A antropóloga e pesquisadora Cecília Maria Bacellar Sardenberg passou anos dedicando-se ao que chama de “antropologia feminista”, sendo uma das principais pesquisadoras na área. Seus trabalhos em estudos feministas, feminismo e políticas públicas, gênero e desenvolvimento e gênero e corpo, são essenciais para todo esse momento político social contemporâneo.

 1. Conte-nos um pouco sobre sua trajetória profissional e acadêmica.

 Sou o que se costuma denominar de ‘antropóloga puro sangue’: concluí Bacharelado (Illinois State University-USA), Mestrado e Doutorado em Antropologia Social (Boston University)! Fiz também estágios pós-doutorais como Visiting Scholar no Institute of Development Studies-IDS, University of Sussex, Inglaterra, sempre voltada para o campo da antropologia feminista. Original de São Paulo-SP, entrei na UFBA em 1982 por via de concurso público para a cadeira de Teoria Antropológica, encontrando em São Lázaro, minha segunda casa na Bahia, outras pesquisadoras e professoras feministas, como eu, com elas criando, em 1983, o Núcleo de Estudos Interdisciplinares sobre a Mulher – NEIM. Hoje aposentada, continuo participando como pesquisadora do NEIM e professora do PPGNEIM, o Programa de Pós-Graduação em Estudos sobre Mulheres, Gênero e Feminismos e atuando nos movimentos feministas e de mulheres. Como coordenadora de projetos internacionais, como o Pathways of Women’s Empowerment Research Consortium e, de 2008 a 2014, Coordenadora Nacional do OBSERVE-Observatório de Monitoramento de Aplicação da Lei Maria da Penha, pude, por assim dizer, unir ‘teoria e práxis’, . Mas minha maior honra foi receber o Título de Cidadã da Cidade de Salvador em dezembro de 2012. Sou baiana de coração e de direito!

EXCERTOS DOS DADOS.
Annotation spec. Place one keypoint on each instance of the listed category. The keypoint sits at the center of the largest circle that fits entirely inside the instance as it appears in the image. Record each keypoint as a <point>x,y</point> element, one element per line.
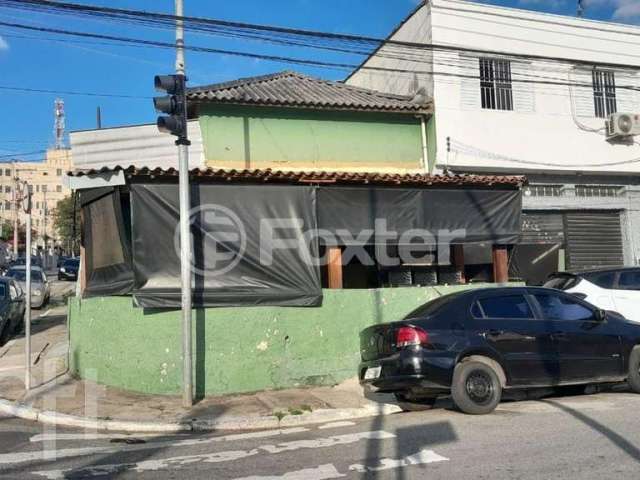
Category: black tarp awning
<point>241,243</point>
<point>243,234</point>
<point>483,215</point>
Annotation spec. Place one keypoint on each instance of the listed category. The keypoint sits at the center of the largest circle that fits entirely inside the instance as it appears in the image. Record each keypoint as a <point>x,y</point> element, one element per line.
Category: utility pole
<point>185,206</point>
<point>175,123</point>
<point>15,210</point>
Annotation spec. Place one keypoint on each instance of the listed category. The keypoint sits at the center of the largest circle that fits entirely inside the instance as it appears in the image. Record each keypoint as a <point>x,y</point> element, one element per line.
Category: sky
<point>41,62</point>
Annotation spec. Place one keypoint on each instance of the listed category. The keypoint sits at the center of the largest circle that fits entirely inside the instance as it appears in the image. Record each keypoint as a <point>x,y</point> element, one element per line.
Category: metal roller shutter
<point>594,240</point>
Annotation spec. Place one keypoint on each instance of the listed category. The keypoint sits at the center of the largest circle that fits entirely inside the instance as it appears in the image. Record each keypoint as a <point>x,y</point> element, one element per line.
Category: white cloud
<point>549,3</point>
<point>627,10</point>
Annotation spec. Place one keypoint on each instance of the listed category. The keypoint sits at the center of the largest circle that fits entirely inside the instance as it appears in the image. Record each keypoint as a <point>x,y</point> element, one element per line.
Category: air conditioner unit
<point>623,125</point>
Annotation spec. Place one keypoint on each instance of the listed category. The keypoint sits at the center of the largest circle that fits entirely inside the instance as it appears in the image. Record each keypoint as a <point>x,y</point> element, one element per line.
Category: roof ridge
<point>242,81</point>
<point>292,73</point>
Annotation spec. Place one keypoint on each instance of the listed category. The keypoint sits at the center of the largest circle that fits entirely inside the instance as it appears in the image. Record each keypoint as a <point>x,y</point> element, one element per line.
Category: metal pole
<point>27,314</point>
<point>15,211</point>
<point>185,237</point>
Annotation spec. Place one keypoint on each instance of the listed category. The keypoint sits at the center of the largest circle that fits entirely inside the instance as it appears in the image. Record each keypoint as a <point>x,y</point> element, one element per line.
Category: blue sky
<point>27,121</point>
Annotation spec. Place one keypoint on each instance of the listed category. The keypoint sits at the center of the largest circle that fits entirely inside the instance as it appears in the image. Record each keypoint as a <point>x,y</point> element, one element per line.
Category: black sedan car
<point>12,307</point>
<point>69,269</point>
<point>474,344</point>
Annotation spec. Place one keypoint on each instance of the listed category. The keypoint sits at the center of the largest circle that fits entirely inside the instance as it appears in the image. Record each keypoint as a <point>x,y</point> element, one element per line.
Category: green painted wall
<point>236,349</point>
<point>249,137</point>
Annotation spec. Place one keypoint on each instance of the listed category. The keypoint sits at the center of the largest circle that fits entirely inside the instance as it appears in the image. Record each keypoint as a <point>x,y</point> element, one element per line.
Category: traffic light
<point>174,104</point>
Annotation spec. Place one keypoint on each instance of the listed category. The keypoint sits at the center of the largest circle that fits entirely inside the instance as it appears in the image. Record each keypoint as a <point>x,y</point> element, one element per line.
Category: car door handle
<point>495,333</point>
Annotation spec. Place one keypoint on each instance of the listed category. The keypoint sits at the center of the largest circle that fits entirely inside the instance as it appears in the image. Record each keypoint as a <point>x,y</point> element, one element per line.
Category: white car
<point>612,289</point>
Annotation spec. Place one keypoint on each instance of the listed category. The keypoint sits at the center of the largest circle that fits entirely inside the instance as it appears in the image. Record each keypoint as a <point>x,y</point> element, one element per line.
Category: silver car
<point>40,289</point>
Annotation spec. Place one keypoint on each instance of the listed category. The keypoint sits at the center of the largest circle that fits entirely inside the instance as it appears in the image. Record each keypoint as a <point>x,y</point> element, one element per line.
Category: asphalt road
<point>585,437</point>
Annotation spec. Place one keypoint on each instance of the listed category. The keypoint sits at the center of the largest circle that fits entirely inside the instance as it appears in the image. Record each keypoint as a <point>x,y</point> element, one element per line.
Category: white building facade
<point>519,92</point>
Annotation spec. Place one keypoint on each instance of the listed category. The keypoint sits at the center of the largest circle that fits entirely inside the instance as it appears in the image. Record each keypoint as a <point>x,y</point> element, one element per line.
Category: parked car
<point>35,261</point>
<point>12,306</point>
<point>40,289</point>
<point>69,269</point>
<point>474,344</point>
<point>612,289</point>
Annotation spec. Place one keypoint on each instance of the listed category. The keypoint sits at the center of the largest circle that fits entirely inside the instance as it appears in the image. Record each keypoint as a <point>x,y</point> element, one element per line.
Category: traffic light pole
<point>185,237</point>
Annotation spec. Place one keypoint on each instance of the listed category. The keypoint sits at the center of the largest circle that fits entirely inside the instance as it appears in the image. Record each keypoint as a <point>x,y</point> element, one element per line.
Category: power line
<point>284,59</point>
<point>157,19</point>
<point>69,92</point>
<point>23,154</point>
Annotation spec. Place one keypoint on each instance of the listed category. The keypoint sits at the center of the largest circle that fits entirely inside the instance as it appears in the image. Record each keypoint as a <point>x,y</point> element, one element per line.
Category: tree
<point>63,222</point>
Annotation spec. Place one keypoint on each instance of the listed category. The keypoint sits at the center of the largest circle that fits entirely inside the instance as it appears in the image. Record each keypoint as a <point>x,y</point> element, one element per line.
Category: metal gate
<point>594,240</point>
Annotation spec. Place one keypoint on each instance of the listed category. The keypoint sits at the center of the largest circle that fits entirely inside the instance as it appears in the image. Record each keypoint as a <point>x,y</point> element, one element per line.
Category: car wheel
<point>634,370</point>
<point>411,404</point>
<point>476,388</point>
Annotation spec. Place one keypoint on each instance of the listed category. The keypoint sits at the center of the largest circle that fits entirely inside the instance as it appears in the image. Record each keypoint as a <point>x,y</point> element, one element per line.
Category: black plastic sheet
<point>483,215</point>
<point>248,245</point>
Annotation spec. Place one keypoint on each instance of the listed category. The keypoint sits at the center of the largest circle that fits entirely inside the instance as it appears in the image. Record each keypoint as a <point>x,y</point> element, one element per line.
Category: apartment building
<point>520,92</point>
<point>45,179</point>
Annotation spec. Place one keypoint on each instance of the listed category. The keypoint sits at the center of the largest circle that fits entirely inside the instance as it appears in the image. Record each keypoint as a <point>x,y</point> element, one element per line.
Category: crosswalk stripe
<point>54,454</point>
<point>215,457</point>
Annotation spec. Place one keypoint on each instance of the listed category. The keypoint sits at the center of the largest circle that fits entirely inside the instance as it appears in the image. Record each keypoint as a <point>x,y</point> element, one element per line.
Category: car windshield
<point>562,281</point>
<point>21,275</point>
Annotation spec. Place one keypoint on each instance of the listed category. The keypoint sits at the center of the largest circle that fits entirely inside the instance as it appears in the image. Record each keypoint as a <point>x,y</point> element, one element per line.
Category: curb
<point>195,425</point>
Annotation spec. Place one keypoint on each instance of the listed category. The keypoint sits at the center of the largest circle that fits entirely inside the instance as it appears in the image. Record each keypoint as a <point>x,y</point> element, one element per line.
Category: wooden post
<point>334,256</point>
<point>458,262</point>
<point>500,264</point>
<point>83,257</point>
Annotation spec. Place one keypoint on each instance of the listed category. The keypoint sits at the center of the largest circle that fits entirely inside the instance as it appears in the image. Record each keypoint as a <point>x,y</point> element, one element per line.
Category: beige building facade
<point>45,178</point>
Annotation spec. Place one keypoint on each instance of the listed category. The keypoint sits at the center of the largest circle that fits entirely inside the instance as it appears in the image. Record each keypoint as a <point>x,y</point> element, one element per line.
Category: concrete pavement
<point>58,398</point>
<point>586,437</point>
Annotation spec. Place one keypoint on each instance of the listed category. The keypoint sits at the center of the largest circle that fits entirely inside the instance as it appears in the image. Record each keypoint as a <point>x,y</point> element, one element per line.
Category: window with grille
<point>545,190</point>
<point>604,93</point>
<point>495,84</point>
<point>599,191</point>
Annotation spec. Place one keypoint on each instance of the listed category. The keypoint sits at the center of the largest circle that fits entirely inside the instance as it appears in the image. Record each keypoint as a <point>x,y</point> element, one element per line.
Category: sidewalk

ENUNCIADO.
Transcreva do excerto a passagem de “A antropóloga e” a “profissional e acadêmica.”.

RESPOSTA.
A antropóloga e pesquisadora Cecília Maria Bacellar Sardenberg passou anos dedicando-se ao que chama de “antropologia feminista”, sendo uma das principais pesquisadoras na área. Seus trabalhos em estudos feministas, feminismo e políticas públicas, gênero e desenvolvimento e gênero e corpo, são essenciais para todo esse momento político social contemporâneo.

 1. Conte-nos um pouco sobre sua trajetória profissional e acadêmica.